-- DO THIS --
Your task is to transcribe the entries below exactly, beginning with the line containing "Might I ask you to indicate the black leather shoe" and ending with the final line, and to add nothing else.
# START OF GIVEN INFORMATION
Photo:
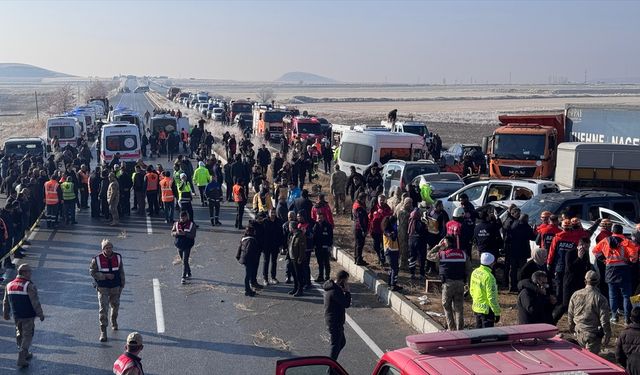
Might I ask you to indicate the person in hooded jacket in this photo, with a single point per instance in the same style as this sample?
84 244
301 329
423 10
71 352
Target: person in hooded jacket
519 250
249 256
538 262
534 302
417 232
337 298
628 345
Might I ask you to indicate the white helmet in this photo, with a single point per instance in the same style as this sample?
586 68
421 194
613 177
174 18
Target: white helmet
458 212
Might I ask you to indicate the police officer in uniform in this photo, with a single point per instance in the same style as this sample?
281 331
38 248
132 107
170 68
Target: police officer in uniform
21 298
129 362
108 272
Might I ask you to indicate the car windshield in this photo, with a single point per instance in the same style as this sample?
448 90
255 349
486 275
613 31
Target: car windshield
420 130
519 146
21 149
309 128
162 123
536 205
121 142
241 107
442 177
411 171
273 116
62 132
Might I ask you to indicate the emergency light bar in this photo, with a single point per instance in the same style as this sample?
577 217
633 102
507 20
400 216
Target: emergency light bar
454 340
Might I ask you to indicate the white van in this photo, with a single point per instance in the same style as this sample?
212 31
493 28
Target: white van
413 127
363 148
123 138
67 129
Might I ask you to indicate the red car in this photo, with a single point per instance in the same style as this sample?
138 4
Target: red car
510 350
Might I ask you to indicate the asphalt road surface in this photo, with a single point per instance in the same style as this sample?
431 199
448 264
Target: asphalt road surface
205 327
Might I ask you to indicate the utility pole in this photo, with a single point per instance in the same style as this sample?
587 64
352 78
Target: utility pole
37 110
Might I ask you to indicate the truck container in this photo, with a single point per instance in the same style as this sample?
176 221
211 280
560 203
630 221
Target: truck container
526 145
269 121
304 127
605 166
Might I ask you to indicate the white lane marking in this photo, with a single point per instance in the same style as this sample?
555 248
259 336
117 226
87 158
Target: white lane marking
352 323
157 297
149 227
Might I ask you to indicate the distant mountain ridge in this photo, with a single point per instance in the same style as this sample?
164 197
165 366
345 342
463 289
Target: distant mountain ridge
13 70
303 77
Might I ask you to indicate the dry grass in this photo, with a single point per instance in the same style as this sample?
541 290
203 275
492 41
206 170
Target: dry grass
264 338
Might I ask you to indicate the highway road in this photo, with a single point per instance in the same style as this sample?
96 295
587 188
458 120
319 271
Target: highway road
205 327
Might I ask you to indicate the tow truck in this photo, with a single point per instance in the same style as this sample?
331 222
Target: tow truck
510 350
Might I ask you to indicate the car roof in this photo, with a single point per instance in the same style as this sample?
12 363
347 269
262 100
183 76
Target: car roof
565 195
549 356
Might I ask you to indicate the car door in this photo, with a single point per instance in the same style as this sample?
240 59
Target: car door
309 366
615 217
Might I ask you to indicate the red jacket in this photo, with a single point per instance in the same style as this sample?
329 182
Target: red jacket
376 217
325 209
546 232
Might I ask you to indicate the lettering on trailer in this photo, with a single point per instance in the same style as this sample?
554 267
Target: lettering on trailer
601 138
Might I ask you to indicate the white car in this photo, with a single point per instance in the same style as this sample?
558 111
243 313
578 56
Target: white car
483 192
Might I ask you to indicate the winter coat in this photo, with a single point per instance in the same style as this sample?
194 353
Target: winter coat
248 252
336 301
533 305
628 349
338 183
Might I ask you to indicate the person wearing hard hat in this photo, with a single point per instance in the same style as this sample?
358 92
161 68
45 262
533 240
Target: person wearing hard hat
589 315
484 292
129 362
454 226
108 272
618 253
21 299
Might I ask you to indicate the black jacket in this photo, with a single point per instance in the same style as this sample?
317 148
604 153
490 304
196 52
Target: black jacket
533 306
628 349
248 252
335 302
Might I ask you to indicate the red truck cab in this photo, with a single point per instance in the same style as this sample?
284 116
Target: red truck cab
511 350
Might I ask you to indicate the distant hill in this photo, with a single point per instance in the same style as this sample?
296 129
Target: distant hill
10 70
302 77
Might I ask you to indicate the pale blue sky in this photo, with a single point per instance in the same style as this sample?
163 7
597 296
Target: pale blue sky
352 41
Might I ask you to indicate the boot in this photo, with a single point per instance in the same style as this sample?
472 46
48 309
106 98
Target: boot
103 334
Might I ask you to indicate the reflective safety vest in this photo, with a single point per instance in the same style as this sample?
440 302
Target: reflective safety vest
622 253
112 266
165 188
67 191
125 362
152 181
184 192
238 195
84 177
51 192
19 298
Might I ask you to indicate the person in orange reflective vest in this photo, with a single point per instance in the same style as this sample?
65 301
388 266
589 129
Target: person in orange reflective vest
240 197
83 180
21 299
129 362
151 187
168 193
618 253
52 199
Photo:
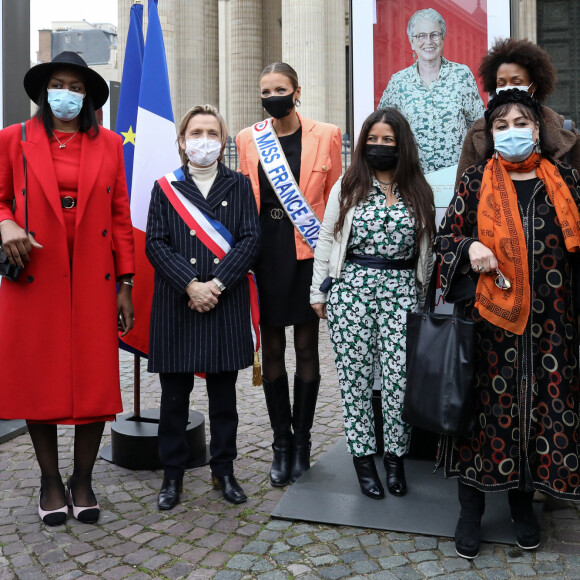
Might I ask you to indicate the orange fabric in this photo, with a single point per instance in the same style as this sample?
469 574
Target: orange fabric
320 168
500 228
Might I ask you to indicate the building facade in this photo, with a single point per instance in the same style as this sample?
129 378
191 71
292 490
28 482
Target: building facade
216 50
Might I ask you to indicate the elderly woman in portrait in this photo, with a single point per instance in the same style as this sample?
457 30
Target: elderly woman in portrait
200 320
507 246
523 65
438 97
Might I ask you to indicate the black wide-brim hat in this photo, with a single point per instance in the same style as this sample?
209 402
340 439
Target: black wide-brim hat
36 79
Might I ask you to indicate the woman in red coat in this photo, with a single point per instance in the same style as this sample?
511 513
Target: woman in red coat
58 321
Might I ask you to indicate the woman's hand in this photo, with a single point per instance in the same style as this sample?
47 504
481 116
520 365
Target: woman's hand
17 244
203 296
125 307
482 258
320 309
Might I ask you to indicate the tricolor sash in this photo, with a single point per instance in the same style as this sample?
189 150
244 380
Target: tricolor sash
213 235
283 183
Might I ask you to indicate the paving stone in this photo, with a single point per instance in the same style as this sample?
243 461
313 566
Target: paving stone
241 561
393 561
334 572
520 570
421 556
406 573
430 569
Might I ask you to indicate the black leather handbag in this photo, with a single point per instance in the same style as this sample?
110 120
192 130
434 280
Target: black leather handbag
8 270
440 370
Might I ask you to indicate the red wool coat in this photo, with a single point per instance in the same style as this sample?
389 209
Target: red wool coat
58 339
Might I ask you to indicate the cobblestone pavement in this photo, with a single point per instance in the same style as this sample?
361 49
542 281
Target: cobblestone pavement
204 537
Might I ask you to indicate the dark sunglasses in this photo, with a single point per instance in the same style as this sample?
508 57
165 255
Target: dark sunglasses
501 281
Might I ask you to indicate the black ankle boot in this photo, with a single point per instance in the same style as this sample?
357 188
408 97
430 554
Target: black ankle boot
395 468
278 402
468 537
305 396
468 530
526 525
368 478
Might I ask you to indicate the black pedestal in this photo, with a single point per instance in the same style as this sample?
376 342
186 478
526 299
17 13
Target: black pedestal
135 444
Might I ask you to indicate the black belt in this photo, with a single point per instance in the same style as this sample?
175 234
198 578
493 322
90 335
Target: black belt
68 202
381 263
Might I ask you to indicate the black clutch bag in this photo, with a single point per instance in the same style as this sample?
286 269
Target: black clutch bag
8 270
440 370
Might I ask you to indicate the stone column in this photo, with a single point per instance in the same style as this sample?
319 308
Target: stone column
335 64
304 48
246 61
196 58
225 65
272 42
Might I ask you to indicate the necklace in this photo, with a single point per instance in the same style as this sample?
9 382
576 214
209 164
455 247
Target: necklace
63 145
384 185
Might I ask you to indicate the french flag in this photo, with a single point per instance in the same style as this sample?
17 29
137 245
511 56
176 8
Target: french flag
155 155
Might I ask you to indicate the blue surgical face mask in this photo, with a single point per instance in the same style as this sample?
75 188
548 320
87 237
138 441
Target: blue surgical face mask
514 144
65 104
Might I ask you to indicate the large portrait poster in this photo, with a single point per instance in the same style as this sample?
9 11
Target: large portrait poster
432 79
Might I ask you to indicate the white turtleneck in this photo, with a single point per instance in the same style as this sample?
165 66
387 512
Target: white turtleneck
203 177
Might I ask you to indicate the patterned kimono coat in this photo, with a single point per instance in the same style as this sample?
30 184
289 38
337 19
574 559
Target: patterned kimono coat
525 406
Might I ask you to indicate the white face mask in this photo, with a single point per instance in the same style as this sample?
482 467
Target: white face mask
508 87
202 151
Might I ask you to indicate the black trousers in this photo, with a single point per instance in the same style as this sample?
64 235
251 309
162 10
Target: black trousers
223 422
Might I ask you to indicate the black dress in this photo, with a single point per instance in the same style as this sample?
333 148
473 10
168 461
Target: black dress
283 281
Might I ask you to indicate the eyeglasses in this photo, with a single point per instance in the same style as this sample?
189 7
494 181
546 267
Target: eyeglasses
501 281
435 36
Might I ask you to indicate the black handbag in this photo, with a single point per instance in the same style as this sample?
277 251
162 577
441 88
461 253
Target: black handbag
8 270
440 372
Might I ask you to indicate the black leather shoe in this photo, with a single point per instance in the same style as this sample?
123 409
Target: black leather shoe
395 468
168 496
467 537
231 489
368 478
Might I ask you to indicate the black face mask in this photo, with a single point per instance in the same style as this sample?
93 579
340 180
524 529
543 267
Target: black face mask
382 157
279 107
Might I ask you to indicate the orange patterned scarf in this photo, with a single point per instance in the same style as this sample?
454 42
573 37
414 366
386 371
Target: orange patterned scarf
500 228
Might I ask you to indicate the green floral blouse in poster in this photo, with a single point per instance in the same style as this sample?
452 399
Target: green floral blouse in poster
439 114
# END OF GIVEN INFORMATION
-- WRITTEN RESPONSE --
Might I ask you to indicate the black leather shoe in this photo, with a single point per instance in the same style as this sample?
123 409
Target: black leather shoe
395 468
168 496
467 537
231 489
368 478
Might I ask you to indicate the black face mask in this photo, with a single point per instance in the same style as this sample?
93 579
340 180
524 529
543 267
Target: black face mask
382 157
279 107
Might I ask you to indicate the orange patterned scarf in this photo, with a single point per instance in the same style as this sample?
454 42
573 37
414 366
386 371
Target: orange patterned scarf
500 228
Might I ask you to indicate the green floral blouse in poster in this photo, with a single point per instance in the same style as this sample?
452 399
Target: green floral blouse in poster
439 114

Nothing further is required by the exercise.